(Text extract):
-- begin --

Exponential Backoff Retry Logic

Request Utility with Fallback

The make_request function implements intelligent retry logic:
def make_request(
    url: str,
    proxy_provider,
    tor_rotator,
    method: str = "GET",
    json_payload: dict = None,
    headers: dict = None
) -> Optional[requests.Response]:
    # Define strategy sequence
    strategies = []
    if config.USE_TOR:
        strategies.append('tor')
    else:
        strategies.append('proxy')
        strategies.append('tor')  # TOR as fallback

    for strategy in strategies:
        logger.info(f"Iniciando peticiones con estrategia: {strategy.upper()}")
        
        for attempt in range(1, config.MAX_RETRIES + 1):
            proxies = None
            log_ip_info = "Conexión Directa (VPN)"

            try:
                if strategy == 'proxy':
                    proxies = proxy_provider.get_proxy()
                    ip, city, country = proxy_provider.get_proxy_location()
                    log_ip_info = f"Proxy: {ip} ({city}, {country})"
                elif strategy == 'tor':
                    tor_rotator.rotate_ip()
                    proxies = config.TOR_PROXY
                    ip = tor_rotator.get_current_ip()
                    log_ip_info = f"TOR: {ip}"
                
                request_headers = _get_headers(headers)
                logger.info(f"Intento {attempt}/{config.MAX_RETRIES} | {method.upper()} {url} | Usando: {log_ip_info}")

                if method.upper() == 'POST':
                    response = requests.post(
                        url, headers=request_headers, 
                        proxies=proxies, json=json_payload, 
                        timeout=config.REQUEST_TIMEOUT
                    )

-- end --

(Extracted information):

-- begin --

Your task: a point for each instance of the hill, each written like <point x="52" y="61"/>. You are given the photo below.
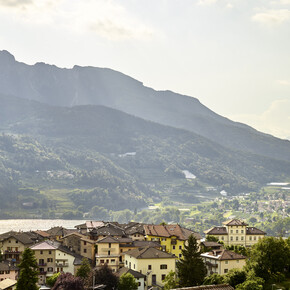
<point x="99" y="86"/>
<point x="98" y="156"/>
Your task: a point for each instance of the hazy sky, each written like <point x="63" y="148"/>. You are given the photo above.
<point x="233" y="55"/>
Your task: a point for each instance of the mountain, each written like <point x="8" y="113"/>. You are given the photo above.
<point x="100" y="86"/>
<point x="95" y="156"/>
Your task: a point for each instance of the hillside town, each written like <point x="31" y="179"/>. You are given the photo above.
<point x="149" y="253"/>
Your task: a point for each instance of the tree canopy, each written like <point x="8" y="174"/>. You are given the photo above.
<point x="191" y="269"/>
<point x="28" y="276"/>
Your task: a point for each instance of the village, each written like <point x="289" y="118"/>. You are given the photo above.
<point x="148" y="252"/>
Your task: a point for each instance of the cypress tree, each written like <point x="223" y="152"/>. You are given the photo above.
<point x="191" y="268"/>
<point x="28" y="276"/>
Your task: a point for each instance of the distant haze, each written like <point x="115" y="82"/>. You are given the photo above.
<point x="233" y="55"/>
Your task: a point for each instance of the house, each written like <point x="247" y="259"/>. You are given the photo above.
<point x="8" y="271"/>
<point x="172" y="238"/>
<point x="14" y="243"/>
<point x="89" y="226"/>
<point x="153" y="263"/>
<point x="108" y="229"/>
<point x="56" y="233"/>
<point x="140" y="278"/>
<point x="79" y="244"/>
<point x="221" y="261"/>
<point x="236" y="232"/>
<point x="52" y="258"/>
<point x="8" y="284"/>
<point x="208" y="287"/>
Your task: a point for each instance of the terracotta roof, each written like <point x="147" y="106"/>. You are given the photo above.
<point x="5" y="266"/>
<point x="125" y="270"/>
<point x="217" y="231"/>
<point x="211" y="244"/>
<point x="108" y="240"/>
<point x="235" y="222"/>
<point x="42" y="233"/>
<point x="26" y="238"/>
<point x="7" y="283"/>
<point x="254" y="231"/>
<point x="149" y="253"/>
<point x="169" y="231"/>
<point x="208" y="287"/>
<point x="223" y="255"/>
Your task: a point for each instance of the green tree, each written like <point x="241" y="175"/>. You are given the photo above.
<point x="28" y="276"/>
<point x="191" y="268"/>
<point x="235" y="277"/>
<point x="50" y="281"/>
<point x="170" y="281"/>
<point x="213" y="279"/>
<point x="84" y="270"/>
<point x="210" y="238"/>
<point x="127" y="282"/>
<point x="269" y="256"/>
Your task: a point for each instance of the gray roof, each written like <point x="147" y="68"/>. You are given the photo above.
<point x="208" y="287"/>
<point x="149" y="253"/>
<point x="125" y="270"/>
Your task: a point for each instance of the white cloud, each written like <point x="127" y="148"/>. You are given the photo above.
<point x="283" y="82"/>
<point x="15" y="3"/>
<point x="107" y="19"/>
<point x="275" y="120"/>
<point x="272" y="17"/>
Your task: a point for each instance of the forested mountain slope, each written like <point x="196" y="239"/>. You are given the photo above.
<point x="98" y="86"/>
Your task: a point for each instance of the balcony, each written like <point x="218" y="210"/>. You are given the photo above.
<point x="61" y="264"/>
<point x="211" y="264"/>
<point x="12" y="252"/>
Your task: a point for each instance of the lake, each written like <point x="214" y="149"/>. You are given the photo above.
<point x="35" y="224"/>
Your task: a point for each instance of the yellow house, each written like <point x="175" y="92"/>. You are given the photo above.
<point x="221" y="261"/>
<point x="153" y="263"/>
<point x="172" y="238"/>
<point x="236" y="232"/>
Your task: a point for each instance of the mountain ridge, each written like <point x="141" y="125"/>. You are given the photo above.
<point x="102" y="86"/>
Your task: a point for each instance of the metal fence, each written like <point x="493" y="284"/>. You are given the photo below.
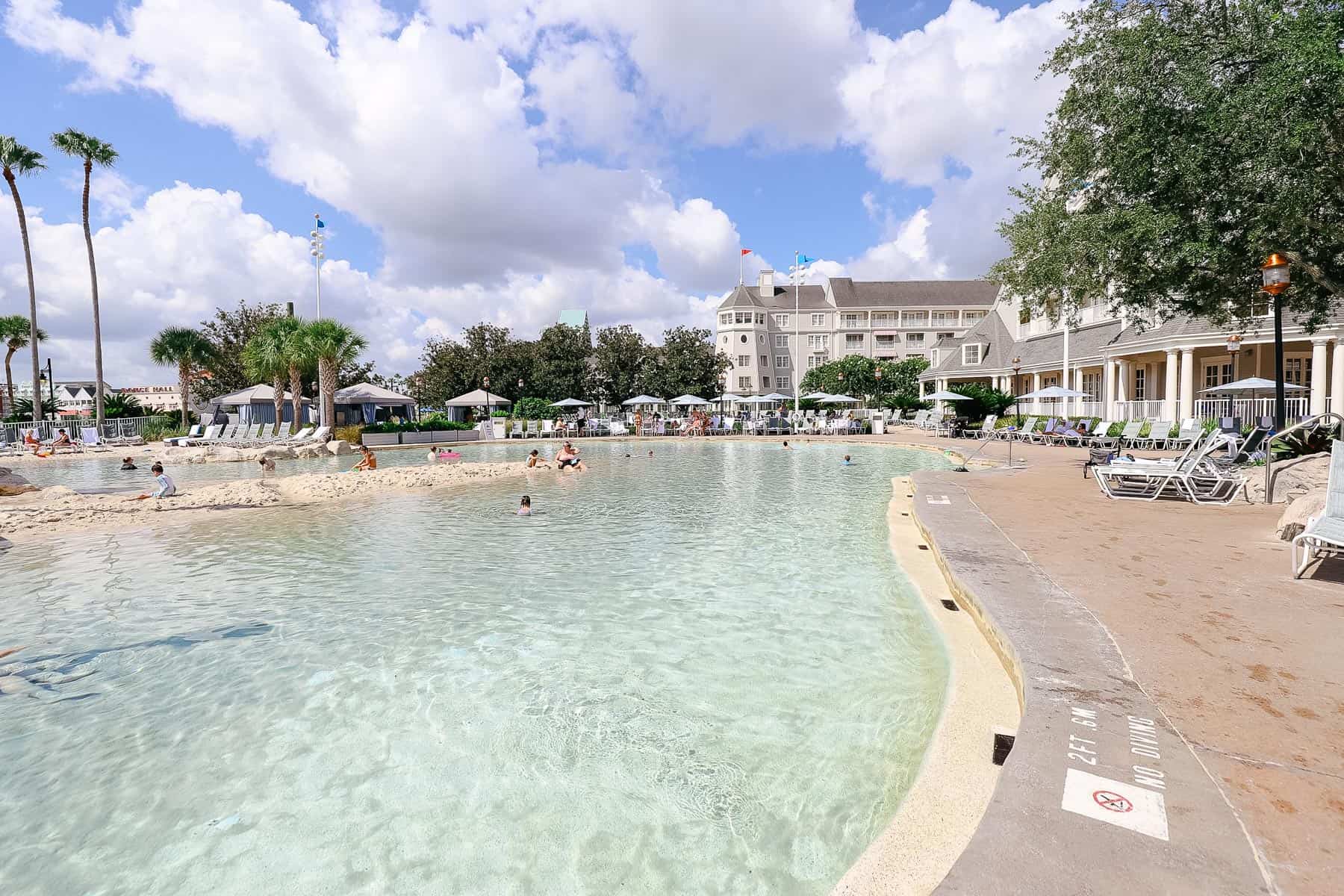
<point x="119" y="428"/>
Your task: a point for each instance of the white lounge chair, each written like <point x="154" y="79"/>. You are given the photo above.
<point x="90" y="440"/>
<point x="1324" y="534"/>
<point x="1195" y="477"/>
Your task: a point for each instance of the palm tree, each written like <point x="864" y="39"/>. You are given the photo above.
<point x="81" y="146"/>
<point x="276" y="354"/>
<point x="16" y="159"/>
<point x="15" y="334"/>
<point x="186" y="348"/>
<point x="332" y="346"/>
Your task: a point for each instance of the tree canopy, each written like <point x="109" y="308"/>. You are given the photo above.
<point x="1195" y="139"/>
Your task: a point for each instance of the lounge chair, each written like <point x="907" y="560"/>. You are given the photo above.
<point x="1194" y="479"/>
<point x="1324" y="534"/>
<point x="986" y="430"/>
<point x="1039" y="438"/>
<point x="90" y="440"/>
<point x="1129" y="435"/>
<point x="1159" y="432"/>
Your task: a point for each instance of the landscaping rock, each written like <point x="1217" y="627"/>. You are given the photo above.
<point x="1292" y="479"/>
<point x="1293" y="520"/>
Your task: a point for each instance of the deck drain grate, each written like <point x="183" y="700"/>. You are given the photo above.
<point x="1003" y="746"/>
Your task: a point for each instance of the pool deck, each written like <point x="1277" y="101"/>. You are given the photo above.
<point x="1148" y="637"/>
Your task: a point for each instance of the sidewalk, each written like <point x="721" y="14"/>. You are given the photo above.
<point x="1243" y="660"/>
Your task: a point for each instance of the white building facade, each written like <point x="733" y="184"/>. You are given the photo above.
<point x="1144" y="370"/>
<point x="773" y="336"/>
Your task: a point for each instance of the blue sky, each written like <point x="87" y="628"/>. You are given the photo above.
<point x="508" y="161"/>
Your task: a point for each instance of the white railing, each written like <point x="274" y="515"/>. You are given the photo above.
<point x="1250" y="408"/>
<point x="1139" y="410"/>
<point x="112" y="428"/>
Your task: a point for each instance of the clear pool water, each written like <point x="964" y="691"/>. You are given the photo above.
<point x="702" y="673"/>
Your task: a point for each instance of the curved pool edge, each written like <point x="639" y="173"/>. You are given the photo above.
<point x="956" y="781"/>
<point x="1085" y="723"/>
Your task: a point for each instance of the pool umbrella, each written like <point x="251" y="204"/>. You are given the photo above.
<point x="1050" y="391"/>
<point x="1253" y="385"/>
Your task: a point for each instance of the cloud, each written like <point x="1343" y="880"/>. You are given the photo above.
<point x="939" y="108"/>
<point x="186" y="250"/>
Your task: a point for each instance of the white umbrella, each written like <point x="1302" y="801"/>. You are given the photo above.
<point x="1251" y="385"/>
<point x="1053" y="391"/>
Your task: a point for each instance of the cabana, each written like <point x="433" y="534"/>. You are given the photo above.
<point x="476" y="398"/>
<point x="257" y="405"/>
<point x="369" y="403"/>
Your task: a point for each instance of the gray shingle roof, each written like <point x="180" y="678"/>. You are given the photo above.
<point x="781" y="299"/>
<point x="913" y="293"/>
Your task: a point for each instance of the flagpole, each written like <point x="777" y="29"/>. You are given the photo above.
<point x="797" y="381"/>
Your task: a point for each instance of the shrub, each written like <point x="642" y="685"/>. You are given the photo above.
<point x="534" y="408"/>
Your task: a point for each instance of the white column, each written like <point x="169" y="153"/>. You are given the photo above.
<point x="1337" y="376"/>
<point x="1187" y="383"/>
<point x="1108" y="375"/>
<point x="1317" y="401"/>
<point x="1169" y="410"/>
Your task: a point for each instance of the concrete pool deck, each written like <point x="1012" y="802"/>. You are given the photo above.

-- end --
-- begin --

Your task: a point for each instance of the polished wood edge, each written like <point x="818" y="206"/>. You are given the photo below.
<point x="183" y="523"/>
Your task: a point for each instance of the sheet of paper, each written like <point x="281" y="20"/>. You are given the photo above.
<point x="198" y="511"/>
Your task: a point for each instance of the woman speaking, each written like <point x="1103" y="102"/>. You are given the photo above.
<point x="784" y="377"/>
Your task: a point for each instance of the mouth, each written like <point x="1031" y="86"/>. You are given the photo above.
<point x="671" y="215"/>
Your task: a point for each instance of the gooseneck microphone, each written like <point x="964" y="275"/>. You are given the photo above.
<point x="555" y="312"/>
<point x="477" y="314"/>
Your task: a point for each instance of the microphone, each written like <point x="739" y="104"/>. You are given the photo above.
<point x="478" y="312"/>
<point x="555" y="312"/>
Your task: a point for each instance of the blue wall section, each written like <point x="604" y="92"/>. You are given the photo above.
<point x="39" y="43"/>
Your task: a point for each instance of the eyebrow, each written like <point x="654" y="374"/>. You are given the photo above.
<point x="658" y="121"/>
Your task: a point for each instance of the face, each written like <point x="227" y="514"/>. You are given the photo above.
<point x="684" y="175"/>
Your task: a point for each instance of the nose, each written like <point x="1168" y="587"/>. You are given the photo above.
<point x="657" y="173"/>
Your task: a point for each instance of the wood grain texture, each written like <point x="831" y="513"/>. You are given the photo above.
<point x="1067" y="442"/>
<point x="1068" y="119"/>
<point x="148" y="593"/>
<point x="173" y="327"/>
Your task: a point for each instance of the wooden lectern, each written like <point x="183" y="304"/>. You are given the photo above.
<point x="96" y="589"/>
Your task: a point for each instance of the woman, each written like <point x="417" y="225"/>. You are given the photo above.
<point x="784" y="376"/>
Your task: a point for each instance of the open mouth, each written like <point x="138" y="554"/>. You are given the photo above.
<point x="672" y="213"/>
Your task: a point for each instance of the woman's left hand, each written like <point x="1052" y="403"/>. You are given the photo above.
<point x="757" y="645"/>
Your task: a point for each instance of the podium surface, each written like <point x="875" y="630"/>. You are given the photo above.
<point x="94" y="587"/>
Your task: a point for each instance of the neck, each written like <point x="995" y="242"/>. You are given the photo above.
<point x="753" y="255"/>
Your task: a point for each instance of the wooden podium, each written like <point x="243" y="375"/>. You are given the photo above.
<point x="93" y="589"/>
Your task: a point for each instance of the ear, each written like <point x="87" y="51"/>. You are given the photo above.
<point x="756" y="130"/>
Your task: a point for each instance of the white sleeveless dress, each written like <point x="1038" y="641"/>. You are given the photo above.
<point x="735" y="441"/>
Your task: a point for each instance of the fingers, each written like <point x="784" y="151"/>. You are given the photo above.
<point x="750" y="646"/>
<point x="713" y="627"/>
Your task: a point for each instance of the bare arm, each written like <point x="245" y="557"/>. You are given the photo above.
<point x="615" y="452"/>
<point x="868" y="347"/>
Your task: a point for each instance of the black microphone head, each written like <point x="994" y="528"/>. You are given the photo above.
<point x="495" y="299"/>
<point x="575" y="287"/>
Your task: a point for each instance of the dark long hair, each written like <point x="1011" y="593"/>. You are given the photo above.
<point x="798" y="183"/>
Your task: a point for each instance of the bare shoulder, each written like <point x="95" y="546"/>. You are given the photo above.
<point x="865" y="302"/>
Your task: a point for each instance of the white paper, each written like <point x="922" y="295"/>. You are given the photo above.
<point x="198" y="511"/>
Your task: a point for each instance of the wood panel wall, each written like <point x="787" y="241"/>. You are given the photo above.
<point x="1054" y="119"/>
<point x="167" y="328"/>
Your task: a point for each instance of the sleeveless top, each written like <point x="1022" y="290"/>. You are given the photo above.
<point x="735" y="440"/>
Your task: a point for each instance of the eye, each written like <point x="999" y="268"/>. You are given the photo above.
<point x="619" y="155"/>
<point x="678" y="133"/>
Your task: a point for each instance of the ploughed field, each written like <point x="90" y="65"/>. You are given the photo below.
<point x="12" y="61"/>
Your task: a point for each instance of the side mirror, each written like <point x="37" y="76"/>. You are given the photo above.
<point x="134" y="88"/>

-- end --
-- begin --

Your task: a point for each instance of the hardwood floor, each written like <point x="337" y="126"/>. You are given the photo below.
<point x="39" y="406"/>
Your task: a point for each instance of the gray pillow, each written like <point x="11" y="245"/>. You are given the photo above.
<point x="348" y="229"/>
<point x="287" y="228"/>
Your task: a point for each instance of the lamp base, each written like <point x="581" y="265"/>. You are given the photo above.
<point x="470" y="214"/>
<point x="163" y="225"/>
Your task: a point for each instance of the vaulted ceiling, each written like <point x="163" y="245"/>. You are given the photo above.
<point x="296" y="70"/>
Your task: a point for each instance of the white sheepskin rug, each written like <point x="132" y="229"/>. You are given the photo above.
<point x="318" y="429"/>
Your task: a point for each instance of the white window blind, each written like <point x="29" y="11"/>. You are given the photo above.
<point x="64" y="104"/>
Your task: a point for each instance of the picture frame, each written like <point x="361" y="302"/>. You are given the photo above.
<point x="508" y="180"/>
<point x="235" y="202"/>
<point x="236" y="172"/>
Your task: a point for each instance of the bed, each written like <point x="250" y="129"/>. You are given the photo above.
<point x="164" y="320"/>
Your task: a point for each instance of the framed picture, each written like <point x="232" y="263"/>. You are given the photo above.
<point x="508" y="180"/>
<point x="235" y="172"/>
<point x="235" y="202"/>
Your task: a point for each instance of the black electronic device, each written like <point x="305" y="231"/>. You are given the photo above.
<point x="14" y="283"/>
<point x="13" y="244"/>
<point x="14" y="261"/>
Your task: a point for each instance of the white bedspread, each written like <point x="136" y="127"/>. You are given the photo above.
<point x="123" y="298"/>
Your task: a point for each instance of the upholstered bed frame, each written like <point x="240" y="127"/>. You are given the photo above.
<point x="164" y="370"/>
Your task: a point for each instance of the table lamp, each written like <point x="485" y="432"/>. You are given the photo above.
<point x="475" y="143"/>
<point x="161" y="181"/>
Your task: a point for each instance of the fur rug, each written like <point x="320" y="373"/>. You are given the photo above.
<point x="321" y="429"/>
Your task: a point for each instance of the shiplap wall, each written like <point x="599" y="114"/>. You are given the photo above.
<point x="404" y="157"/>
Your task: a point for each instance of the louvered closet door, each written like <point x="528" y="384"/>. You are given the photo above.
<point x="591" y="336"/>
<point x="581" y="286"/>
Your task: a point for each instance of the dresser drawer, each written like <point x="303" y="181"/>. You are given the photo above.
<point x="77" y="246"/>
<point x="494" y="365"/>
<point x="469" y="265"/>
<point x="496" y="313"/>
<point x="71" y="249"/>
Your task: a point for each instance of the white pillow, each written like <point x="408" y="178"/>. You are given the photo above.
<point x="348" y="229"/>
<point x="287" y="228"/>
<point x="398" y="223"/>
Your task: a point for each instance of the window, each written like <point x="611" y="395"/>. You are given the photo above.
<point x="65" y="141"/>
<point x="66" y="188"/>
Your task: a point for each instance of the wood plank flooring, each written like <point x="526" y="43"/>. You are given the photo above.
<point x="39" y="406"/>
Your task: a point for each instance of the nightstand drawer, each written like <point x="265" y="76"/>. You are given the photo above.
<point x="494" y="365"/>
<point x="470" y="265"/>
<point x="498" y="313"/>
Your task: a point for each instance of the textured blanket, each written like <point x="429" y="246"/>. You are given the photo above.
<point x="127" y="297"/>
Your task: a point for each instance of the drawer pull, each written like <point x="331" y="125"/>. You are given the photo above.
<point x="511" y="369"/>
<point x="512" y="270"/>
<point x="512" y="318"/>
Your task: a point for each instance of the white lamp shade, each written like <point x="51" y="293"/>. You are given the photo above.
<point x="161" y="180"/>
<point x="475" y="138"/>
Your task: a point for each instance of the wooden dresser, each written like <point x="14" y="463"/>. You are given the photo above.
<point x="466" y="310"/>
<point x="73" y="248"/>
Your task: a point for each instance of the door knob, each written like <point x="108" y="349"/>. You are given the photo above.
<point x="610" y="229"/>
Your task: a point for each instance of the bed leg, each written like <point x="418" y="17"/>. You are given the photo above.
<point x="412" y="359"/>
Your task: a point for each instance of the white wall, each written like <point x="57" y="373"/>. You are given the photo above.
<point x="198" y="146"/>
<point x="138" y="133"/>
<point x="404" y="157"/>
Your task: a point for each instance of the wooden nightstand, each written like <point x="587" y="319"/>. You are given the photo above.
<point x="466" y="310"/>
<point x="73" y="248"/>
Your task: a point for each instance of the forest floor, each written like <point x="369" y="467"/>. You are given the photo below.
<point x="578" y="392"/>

-- end --

(Work to complete):
Quote the retry logic excerpt in full, character for character.

(Result of the task):
Exponential Backoff Retry Logic

Request Utility with Fallback

The make_request function implements intelligent retry logic:
def make_request(
    url: str,
    proxy_provider,
    tor_rotator,
    method: str = "GET",
    json_payload: dict = None,
    headers: dict = None
) -> Optional[requests.Response]:
    # Define strategy sequence
    strategies = []
    if config.USE_TOR:
        strategies.append('tor')
    else:
        strategies.append('proxy')
        strategies.append('tor')  # TOR as fallback

    for strategy in strategies:
        logger.info(f"Iniciando peticiones con estrategia: {strategy.upper()}")
        
        for attempt in range(1, config.MAX_RETRIES + 1):
            proxies = None
            log_ip_info = "Conexión Directa (VPN)"

            try:
                if strategy == 'proxy':
                    proxies = proxy_provider.get_proxy()
                    ip, city, country = proxy_provider.get_proxy_location()
                    log_ip_info = f"Proxy: {ip} ({city}, {country})"
                elif strategy == 'tor':
                    tor_rotator.rotate_ip()
                    proxies = config.TOR_PROXY
                    ip = tor_rotator.get_current_ip()
                    log_ip_info = f"TOR: {ip}"
                
                request_headers = _get_headers(headers)
                logger.info(f"Intento {attempt}/{config.MAX_RETRIES} | {method.upper()} {url} | Usando: {log_ip_info}")

                if method.upper() == 'POST':
                    response = requests.post(
                        url, headers=request_headers, 
                        proxies=proxies, json=json_payload, 
                        timeout=config.REQUEST_TIMEOUT
                    )